■ Given problem: Please render every line of the material below as a Markdown table with the columns "Index" and "Text", numbering the rows and omitting blank lines.

■ Entries supplied:
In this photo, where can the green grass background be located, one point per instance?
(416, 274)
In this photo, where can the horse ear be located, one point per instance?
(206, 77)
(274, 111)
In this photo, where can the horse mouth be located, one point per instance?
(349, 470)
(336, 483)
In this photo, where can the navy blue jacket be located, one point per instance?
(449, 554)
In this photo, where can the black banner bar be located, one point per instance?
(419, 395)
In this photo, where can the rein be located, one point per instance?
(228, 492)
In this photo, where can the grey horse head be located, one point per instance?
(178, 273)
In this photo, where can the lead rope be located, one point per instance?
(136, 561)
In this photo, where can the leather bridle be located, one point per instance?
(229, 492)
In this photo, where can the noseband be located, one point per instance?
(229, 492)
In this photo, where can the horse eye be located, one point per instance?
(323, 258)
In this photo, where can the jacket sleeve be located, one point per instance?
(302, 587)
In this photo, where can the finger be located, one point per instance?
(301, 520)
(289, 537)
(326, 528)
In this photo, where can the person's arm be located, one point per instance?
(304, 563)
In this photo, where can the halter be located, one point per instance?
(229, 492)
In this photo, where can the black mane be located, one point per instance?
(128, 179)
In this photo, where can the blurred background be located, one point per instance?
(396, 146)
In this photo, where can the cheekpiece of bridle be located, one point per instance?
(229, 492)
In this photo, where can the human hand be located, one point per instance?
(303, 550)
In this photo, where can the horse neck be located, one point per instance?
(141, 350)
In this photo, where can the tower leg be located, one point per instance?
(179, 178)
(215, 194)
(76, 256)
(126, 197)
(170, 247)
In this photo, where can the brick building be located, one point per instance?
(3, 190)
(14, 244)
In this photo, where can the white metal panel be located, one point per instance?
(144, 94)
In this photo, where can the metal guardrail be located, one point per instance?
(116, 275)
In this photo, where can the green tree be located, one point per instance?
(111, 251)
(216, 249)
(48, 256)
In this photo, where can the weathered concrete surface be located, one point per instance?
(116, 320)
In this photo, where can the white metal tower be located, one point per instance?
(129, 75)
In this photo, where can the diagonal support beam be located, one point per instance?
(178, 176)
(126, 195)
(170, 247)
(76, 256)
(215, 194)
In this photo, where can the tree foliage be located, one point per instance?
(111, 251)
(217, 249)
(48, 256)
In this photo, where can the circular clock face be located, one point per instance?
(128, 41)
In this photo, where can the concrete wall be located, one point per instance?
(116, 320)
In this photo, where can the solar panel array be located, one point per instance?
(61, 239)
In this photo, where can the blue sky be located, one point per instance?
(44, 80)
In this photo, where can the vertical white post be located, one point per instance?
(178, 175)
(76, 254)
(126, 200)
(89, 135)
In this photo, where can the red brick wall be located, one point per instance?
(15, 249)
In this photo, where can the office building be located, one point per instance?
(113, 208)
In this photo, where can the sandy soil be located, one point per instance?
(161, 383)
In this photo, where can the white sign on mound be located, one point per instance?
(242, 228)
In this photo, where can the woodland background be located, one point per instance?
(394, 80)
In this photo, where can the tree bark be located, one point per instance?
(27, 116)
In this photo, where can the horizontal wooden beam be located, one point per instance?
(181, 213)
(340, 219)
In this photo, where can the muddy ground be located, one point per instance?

■ Result of the exercise:
| Index | Text |
|---|---|
| 1 | In this photo, where can the green grass background be located, one point per instance? |
| 2 | (416, 274) |
| 3 | In this photo, where can the horse ear be located, one point per instance? |
| 4 | (206, 77) |
| 5 | (274, 111) |
| 6 | In this photo, where can the horse mouth be located, one point per instance? |
| 7 | (349, 470) |
| 8 | (336, 483) |
| 9 | In this photo, where can the navy blue jacket be located, one point per instance? |
| 10 | (449, 554) |
| 11 | In this photo, where can the black banner bar be located, one point per instance? |
| 12 | (419, 395) |
| 13 | In this photo, where can the rein be located, one point per instance? |
| 14 | (228, 492) |
| 15 | In this photo, where can the grey horse head be located, one point per instance? |
| 16 | (178, 273) |
| 17 | In this photo, where can the lead rope be located, one point per instance? |
| 18 | (136, 561) |
| 19 | In this photo, where can the leather bridle be located, one point per instance? |
| 20 | (229, 492) |
| 21 | In this photo, where can the noseband be located, one point per instance? |
| 22 | (229, 492) |
| 23 | In this photo, where can the horse eye be located, one point per instance? |
| 24 | (323, 258) |
| 25 | In this photo, where can the jacket sleeve be located, one point per instance? |
| 26 | (302, 587) |
| 27 | In this photo, where can the finger be located, one point per instance? |
| 28 | (301, 520) |
| 29 | (289, 537) |
| 30 | (326, 528) |
| 31 | In this photo, where can the person's arm be located, one point per instance? |
| 32 | (304, 563) |
| 33 | In this photo, where can the halter be located, one point per instance? |
| 34 | (229, 492) |
| 35 | In this photo, where can the black mane be located, one point per instance? |
| 36 | (128, 179) |
| 37 | In this photo, where can the blurred background be located, one point per instance? |
| 38 | (396, 146) |
| 39 | In this photo, where can the cheekpiece of bridle be located, one point per instance? |
| 40 | (229, 492) |
| 41 | In this photo, where can the human hand be located, one point per instance? |
| 42 | (303, 550) |
| 43 | In this photo, where can the horse neck be located, one point per instance? |
| 44 | (141, 350) |
| 45 | In this photo, where can the tower leg be located, one point per instance? |
| 46 | (179, 178) |
| 47 | (215, 194) |
| 48 | (76, 256) |
| 49 | (126, 197) |
| 50 | (170, 247) |
| 51 | In this photo, where can the brick building be located, one point per instance? |
| 52 | (3, 190) |
| 53 | (14, 244) |
| 54 | In this photo, where can the white metal panel be located, one point per instance? |
| 55 | (144, 94) |
| 56 | In this photo, where can the metal guardrail be located, one point per instance? |
| 57 | (116, 275) |
| 58 | In this photo, where can the green tree be located, one point per instance? |
| 59 | (111, 251) |
| 60 | (216, 249) |
| 61 | (48, 256) |
| 62 | In this photo, where can the weathered concrete surface be located, one point per instance? |
| 63 | (116, 320) |
| 64 | In this photo, where can the white metal tower be located, one point per instance? |
| 65 | (129, 75) |
| 66 | In this photo, where can the diagonal support beam be located, one point per instance? |
| 67 | (178, 176) |
| 68 | (126, 195) |
| 69 | (170, 247) |
| 70 | (76, 256) |
| 71 | (215, 194) |
| 72 | In this photo, where can the tree foliage be located, one point per instance? |
| 73 | (111, 251) |
| 74 | (217, 249) |
| 75 | (48, 256) |
| 76 | In this photo, where can the circular clock face be located, one point per instance? |
| 77 | (128, 41) |
| 78 | In this photo, where can the concrete wall be located, one point per instance? |
| 79 | (116, 320) |
| 80 | In this photo, where can the solar panel array be located, one point per instance? |
| 81 | (61, 239) |
| 82 | In this photo, where can the blue sky be located, one point per instance? |
| 83 | (44, 80) |
| 84 | In this photo, where can the vertical white post be located, one point per instance? |
| 85 | (178, 175) |
| 86 | (76, 254) |
| 87 | (126, 200) |
| 88 | (89, 135) |
| 89 | In this photo, where can the red brick wall be located, one point per instance? |
| 90 | (15, 249) |
| 91 | In this photo, where can the office building be located, one point per instance? |
| 92 | (113, 208) |
| 93 | In this photo, where can the sandy soil be located, one point per instance? |
| 94 | (161, 383) |
| 95 | In this photo, where can the white sign on mound be located, one point per instance? |
| 96 | (242, 228) |
| 97 | In this photo, where can the woodland background be located, one point per instance? |
| 98 | (394, 80) |
| 99 | In this photo, where can the tree bark be located, one point per instance? |
| 100 | (27, 116) |
| 101 | In this photo, where can the horizontal wooden beam be located, one point per instance? |
| 102 | (181, 213) |
| 103 | (340, 219) |
| 104 | In this photo, where can the muddy ground be located, one point per instance? |